#### PROBLEM TO WORK ON:
Retype all material exactly. Pictures stay out of the copy.

....................

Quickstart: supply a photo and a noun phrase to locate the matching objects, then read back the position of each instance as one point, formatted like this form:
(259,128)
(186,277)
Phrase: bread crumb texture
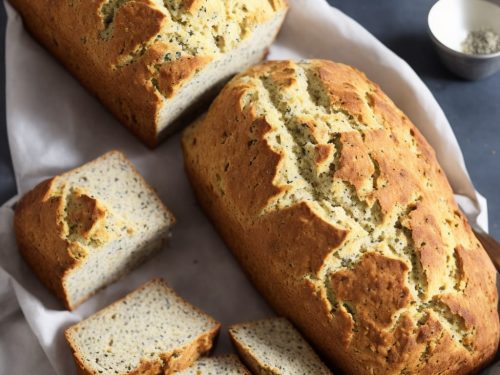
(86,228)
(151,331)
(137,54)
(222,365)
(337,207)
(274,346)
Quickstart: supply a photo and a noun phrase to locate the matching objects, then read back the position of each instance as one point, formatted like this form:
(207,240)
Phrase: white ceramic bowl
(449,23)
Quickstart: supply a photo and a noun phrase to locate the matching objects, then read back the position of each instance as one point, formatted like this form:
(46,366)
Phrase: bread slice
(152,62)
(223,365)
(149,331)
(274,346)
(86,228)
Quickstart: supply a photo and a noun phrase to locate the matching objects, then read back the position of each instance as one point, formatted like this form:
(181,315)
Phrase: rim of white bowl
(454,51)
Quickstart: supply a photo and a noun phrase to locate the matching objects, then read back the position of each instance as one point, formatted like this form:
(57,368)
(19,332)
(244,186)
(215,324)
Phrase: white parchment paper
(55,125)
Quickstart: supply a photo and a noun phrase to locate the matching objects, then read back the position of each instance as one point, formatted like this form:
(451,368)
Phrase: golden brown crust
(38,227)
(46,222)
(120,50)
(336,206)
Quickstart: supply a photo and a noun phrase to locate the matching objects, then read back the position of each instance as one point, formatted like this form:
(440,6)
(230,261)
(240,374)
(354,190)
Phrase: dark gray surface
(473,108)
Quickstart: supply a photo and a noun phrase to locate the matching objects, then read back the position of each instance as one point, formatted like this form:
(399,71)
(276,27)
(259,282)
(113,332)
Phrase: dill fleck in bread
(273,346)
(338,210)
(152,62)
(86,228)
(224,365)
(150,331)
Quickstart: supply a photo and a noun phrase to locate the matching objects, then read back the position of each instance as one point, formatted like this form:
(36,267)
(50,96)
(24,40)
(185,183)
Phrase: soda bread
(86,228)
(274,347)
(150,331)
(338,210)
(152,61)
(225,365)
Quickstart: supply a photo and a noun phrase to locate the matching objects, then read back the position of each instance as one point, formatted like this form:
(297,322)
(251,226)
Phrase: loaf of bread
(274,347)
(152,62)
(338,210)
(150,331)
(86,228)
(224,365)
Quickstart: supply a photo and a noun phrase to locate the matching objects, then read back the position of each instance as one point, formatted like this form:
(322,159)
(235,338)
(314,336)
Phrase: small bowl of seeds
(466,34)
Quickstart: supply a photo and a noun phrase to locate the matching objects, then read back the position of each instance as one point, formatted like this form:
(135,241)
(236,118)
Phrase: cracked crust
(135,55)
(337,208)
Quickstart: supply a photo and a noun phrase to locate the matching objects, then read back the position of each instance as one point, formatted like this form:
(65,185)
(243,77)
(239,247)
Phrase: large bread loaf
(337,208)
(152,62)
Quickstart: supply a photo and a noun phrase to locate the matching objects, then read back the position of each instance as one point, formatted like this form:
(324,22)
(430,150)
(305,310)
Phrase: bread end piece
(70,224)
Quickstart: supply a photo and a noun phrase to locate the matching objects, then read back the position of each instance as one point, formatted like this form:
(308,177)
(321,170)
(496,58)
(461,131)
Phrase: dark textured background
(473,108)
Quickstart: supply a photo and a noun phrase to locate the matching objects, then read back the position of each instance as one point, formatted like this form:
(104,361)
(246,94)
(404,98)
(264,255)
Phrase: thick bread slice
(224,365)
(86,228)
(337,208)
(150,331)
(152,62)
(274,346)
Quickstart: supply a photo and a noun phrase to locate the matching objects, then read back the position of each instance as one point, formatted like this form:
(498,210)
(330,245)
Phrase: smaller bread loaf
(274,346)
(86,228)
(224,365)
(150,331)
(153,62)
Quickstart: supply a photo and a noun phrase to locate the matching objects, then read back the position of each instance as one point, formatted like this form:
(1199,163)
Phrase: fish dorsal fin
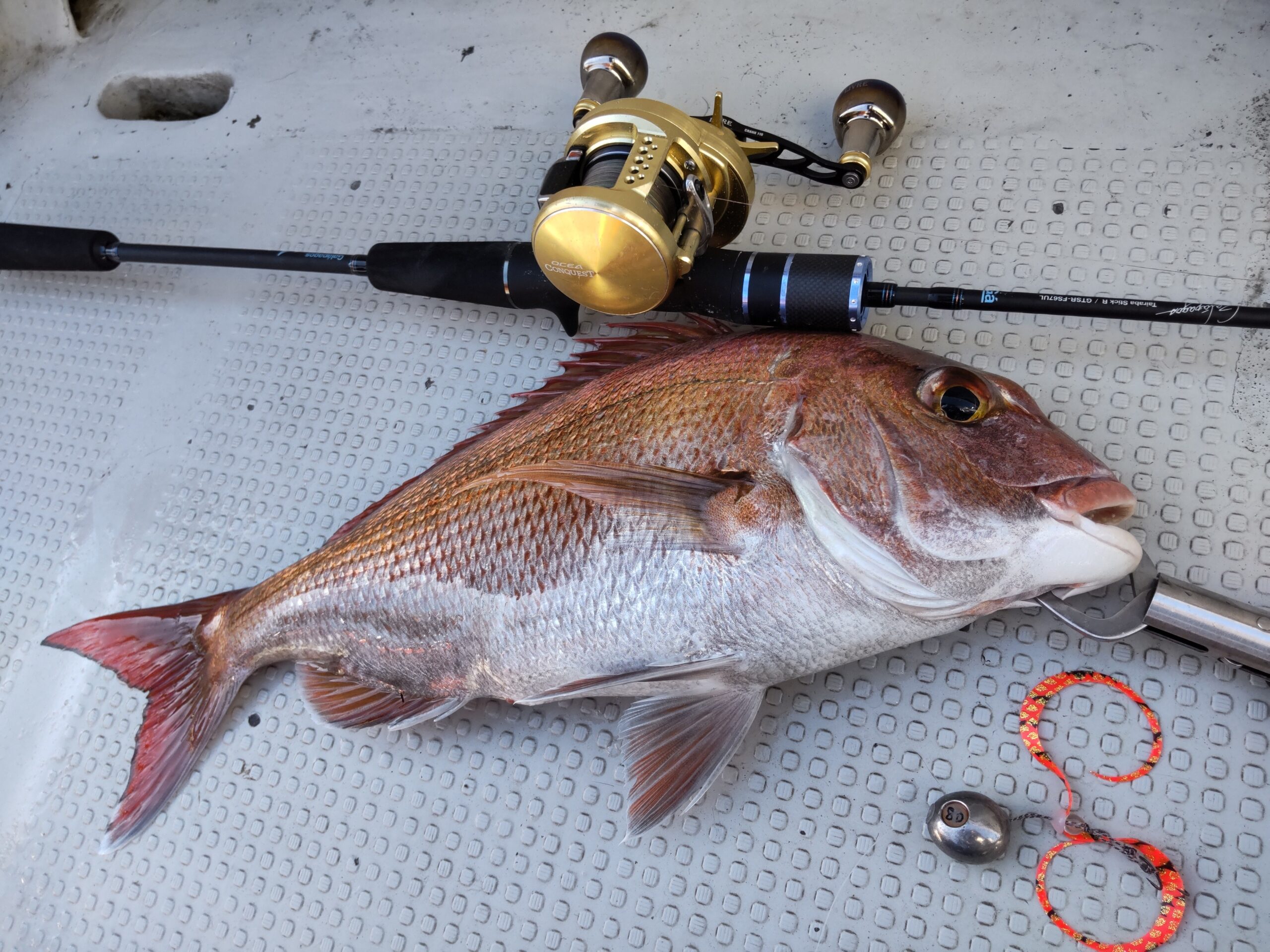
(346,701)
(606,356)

....................

#### ANSWER FOR THIS EXERCISE:
Quickstart: supply a photo and a noun phrase to locate the matching objects, then read back the position of each instance as one point, formatted like this form:
(259,128)
(186,277)
Phrase: bread crumb texture
(86,228)
(151,331)
(137,54)
(222,365)
(337,207)
(274,346)
Quickstart: supply a photo and a noun phrase to locate the matching objects, then read back the position of each instance as one point, formatted like this form:
(207,240)
Phrase: white ceramic bowl
(449,23)
Quickstart: supply a photo and a noun phrase to locate the matching objects, then read back the position of each instance as one point, formatted like this form:
(46,366)
Phrase: bread slice
(152,62)
(223,365)
(149,331)
(274,346)
(86,228)
Quickstart: supply a photo and a noun phrase to locate the matching objects, then read back the position of each instance as one point, formatted like this form:
(181,315)
Phrase: rim of white bowl
(454,51)
Quickstart: supply a photo and a noun phrase to locate the matching objects, then read back the position of each instance as one point, formatted like this form:
(57,368)
(19,332)
(244,186)
(215,324)
Phrase: white parchment paper
(55,125)
Quickstart: supply a photo and a noun phrase to locate the matching objects, then read back the position of each instance as one point, formatted like this form:
(451,368)
Phrase: golden brown crust
(38,227)
(46,222)
(120,50)
(336,206)
Quickstart: supply a photo and a noun phrase to locate the matching objects, then read back the position of each instance as one point, formatted like this form:
(440,6)
(230,261)
(240,374)
(354,190)
Phrase: dark gray surface
(473,108)
Quickstart: supply a photo and a noun phrase to locate the matching objects, then read back the position of each instance as one point, formatted like this form:
(399,71)
(276,27)
(259,282)
(113,332)
Phrase: dill fleck in bread
(273,346)
(338,210)
(152,62)
(86,228)
(224,365)
(150,331)
Quickstart: supply a photo and a noun phrase to locate the matching objects, then read back the position of each instance as one point, formatted like this form:
(36,267)
(50,96)
(24,40)
(185,183)
Phrase: soda bread
(86,228)
(274,347)
(150,331)
(338,210)
(152,61)
(225,365)
Quickstart: supply a photo and a noun phrase to locate the matching objects, then read back the position of each instance as one point, formatted like this form:
(297,322)
(251,226)
Phrase: loaf of bread
(274,347)
(152,62)
(338,210)
(150,331)
(86,228)
(224,365)
Quickstart: supply a photo and a noun phrase to locate the matching objects, then read back the position of each instance as one point, formatted like this form:
(322,159)
(235,338)
(314,336)
Phrase: small bowl of seeds
(466,34)
Quickstart: supply a photo and a noun phrase to locate the matching objects, then read back the position of each instance as one point, formatted like this form:
(135,241)
(236,118)
Phrase: cracked crust
(135,55)
(337,208)
Quickstart: supply a photo and a noun phrase to locate the matching objects, then read back the position of each instance as one point, formatted like this form:
(65,185)
(243,77)
(239,247)
Phrase: large bread loaf
(337,208)
(152,62)
Quickstart: supply a photo and a noun phrase to locate the matching objects, then read back the position of each instance as one point, formatted like this form:
(324,22)
(430,150)
(305,310)
Phrase: bread end piece
(70,224)
Quickstart: supply a photo and a noun phrase to locate the matching objects, then read back the position of each instance as one point, formatted like this form:
(308,177)
(321,170)
(496,58)
(461,131)
Phrase: dark textured background
(473,108)
Quickstart: supply a photo and a noun phrase to locate the matching objects, then read back the position of each instance as one point, formatted like this form:
(104,361)
(246,94)
(404,98)
(264,255)
Phrase: thick bread slice
(224,365)
(86,228)
(337,208)
(150,331)
(152,62)
(274,346)
Quickstart: supply a photo and a noun phrase to locate the matching objects, then read back the position of each instance as one point, formatted like this form:
(498,210)
(330,245)
Phrase: smaller bread loaf
(274,346)
(86,228)
(224,365)
(150,331)
(153,62)
Quickstart: supply a photo and a noun phrase to locate the matching objects, then read back the position of each instance as one point, formatted like this form:
(1199,163)
Phrase: fish dorsal fin
(346,701)
(606,356)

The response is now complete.